____ Provided entries

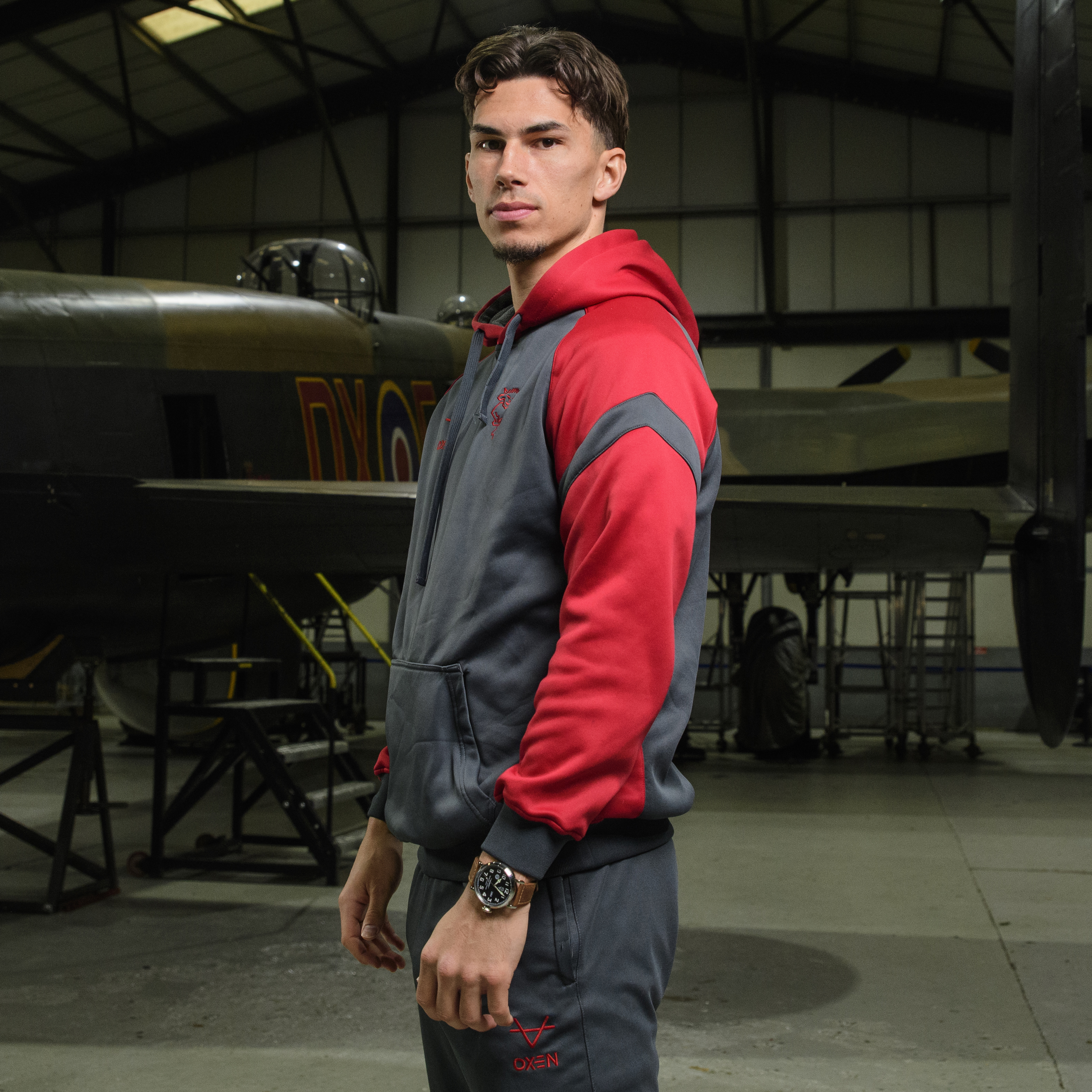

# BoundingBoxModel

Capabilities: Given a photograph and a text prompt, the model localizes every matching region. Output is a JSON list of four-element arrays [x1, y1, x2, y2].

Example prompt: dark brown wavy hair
[[455, 26, 629, 149]]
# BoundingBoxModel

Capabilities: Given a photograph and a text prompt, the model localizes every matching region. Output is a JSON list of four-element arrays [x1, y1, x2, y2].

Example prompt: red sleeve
[[497, 299, 716, 839], [372, 747, 391, 777]]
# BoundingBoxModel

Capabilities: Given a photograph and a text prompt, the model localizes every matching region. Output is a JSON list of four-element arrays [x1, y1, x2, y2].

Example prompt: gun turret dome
[[236, 239, 379, 320]]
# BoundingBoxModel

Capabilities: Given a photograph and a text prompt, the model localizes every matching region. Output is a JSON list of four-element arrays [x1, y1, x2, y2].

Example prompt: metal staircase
[[823, 572, 894, 757], [889, 572, 982, 758], [825, 572, 982, 759]]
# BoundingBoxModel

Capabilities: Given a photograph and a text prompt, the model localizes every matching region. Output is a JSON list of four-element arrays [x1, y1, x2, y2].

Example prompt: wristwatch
[[467, 856, 538, 914]]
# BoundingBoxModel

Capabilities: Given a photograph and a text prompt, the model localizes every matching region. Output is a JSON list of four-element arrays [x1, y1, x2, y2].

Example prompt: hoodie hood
[[474, 231, 698, 345]]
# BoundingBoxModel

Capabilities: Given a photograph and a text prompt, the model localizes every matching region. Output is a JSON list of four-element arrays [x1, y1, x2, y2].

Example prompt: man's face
[[466, 76, 626, 264]]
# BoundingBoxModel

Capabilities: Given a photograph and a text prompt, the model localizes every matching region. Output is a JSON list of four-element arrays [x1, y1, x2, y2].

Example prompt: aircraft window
[[163, 394, 227, 478], [235, 239, 379, 320], [138, 0, 297, 46]]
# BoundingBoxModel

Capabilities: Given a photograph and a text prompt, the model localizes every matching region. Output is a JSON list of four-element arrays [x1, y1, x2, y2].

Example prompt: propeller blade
[[967, 337, 1009, 376], [1009, 0, 1085, 747], [838, 345, 911, 387]]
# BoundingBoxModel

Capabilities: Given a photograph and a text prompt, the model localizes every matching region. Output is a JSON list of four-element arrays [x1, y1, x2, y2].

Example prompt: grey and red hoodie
[[370, 232, 721, 879]]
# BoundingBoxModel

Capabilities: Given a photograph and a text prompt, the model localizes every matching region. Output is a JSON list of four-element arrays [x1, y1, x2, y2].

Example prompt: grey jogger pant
[[406, 842, 678, 1092]]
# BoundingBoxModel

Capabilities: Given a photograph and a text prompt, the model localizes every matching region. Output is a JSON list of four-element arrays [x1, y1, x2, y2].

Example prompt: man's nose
[[497, 143, 526, 187]]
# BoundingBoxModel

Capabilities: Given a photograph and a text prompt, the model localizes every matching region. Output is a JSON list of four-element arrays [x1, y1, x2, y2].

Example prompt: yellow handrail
[[250, 572, 337, 690], [314, 572, 391, 667]]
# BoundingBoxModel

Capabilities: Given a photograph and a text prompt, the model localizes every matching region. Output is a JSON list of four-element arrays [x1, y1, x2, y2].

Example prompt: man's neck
[[508, 215, 605, 310]]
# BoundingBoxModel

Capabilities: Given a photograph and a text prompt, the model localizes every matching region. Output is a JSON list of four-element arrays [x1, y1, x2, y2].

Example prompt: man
[[340, 27, 721, 1092]]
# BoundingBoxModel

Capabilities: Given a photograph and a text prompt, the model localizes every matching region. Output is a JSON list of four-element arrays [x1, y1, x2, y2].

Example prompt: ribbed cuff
[[368, 773, 388, 819], [485, 804, 570, 880]]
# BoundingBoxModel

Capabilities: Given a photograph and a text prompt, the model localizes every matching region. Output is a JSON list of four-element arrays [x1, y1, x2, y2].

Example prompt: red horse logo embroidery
[[489, 387, 520, 439]]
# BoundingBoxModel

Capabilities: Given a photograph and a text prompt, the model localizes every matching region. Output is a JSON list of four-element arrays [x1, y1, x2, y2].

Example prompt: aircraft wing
[[0, 474, 417, 578], [710, 484, 1034, 572], [0, 474, 1032, 578]]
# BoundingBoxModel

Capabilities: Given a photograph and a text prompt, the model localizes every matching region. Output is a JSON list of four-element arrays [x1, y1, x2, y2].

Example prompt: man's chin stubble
[[493, 243, 549, 265]]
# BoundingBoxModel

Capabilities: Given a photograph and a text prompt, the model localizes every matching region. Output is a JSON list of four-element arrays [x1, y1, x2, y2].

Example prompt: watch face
[[474, 860, 515, 910]]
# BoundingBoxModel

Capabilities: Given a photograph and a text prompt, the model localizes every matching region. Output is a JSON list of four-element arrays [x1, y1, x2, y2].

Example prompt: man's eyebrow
[[523, 121, 569, 135], [471, 121, 569, 136]]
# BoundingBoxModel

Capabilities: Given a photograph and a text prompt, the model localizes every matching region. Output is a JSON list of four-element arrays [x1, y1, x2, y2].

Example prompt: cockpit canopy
[[235, 239, 379, 320]]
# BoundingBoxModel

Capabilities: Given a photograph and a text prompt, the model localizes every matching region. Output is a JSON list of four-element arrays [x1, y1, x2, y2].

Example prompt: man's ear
[[592, 147, 626, 201]]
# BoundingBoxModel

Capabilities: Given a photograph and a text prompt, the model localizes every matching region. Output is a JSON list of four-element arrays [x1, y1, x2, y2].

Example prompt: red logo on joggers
[[508, 1017, 555, 1046], [508, 1017, 560, 1073]]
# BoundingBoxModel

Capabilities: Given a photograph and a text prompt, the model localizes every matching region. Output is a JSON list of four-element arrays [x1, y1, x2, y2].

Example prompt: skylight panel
[[139, 0, 299, 46]]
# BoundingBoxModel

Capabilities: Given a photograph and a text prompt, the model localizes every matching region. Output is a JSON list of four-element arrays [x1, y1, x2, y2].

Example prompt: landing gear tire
[[125, 849, 152, 880]]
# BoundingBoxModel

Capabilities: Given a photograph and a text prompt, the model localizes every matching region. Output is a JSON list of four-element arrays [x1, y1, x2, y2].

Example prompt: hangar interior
[[0, 0, 1092, 1092]]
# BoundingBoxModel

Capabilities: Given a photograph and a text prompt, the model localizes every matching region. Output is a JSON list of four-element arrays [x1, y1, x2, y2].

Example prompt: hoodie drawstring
[[417, 330, 485, 586], [477, 311, 523, 425]]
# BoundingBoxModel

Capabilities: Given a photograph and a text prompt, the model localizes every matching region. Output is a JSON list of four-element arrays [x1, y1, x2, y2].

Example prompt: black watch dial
[[474, 860, 515, 910]]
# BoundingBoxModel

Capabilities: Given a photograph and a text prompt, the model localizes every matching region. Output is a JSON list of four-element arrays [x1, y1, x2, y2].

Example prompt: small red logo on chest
[[489, 387, 520, 438]]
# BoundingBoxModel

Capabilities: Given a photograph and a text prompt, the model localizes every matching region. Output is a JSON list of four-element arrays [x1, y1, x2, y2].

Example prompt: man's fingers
[[434, 969, 466, 1031], [360, 891, 390, 940], [342, 937, 391, 970], [486, 982, 512, 1028], [383, 917, 406, 951], [459, 978, 497, 1031]]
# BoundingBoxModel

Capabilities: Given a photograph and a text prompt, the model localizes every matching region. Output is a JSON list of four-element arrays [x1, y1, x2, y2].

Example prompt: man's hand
[[337, 819, 406, 973], [417, 853, 531, 1031]]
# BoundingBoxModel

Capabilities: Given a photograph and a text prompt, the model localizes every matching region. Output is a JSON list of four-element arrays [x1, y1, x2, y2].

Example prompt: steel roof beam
[[20, 37, 170, 143], [166, 0, 379, 73], [0, 103, 94, 165], [220, 0, 307, 90], [0, 144, 83, 166], [6, 15, 1092, 228], [765, 0, 827, 46]]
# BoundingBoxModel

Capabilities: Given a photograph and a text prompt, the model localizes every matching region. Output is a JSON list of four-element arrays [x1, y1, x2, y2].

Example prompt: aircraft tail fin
[[1009, 0, 1085, 747]]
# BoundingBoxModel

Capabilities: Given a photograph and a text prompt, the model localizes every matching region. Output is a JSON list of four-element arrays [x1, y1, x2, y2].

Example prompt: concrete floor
[[0, 731, 1092, 1092]]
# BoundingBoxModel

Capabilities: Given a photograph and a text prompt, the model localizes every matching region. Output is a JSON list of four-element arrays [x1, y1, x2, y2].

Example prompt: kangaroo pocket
[[385, 660, 498, 849]]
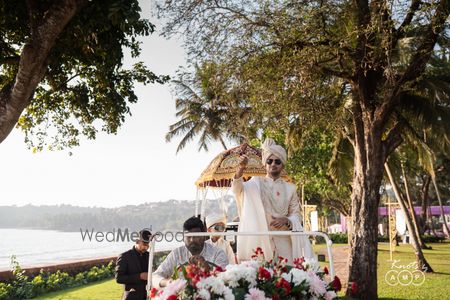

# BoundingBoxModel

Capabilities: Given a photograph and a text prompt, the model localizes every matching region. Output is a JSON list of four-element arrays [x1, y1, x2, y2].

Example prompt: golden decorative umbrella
[[195, 144, 291, 188]]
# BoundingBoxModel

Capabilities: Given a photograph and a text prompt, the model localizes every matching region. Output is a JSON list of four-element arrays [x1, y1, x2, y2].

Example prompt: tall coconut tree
[[166, 63, 244, 153]]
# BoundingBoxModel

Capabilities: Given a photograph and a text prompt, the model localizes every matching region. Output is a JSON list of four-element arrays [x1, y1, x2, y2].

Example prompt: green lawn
[[33, 279, 123, 300], [36, 242, 450, 300]]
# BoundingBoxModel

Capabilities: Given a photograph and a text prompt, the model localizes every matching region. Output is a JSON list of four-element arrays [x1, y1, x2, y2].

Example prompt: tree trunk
[[401, 163, 430, 249], [420, 174, 431, 234], [219, 137, 228, 150], [431, 175, 450, 237], [346, 118, 384, 299], [384, 162, 433, 272]]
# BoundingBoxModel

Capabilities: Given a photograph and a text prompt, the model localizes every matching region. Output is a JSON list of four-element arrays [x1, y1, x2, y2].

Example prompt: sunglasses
[[266, 158, 281, 165], [209, 225, 225, 231]]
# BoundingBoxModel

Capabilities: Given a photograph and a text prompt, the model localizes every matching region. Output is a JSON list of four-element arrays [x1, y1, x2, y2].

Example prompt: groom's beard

________

▸ **Job**: Rewrite the stretch of the listing from its start through the line containing "[[467, 856, 538, 914]]" as a two-column CSV headed "input" and "output": give one row for each text in the listing with the answer that follows it, put each in a single quoted field with line breaks turned into spaces, and leave the pictures out.

▸ **Reply**:
input,output
"# BoundingBoxModel Capabilities: Given a photograph and a text prompt, the model localizes every matching region. Output is a JSON list of four-element arrays [x1, y1, x2, y2]. Example prompt: dark brown wavy hair","[[455, 26, 629, 149]]"
"# BoundingBoxModel Capabilities: Given a photograph and a text prompt, the model localizes every matching region. Output is a JSON list of four-element arrays [x1, y1, x2, y2]. Example prompt: red sleeve","[[497, 299, 716, 839], [372, 747, 391, 777]]"
"# BoundingBoxModel Capabilities: Given a photograph and a text prompt, the model localizes every matching region. Output is a JSON list of four-element arrays [x1, y1, x2, y2]. Example prompt: gun turret dome","[[236, 239, 379, 320]]"
"# BoundingBoxModel Capabilities: Given a photograph and a text prompt, the model localizes every matching region. Output is a JSON list of four-element arrays [x1, y1, x2, y2]. Example prompt: metal staircase","[[823, 572, 894, 757], [889, 572, 982, 758], [825, 572, 982, 759]]"
"# BoundingBoxModel Capabilities: Given a photograph and a text prompt, the model localizes every matching region. Output is a JSON list of four-element arrays [x1, y1, x2, y2]. Example prompt: wristwatch","[[467, 856, 538, 914]]"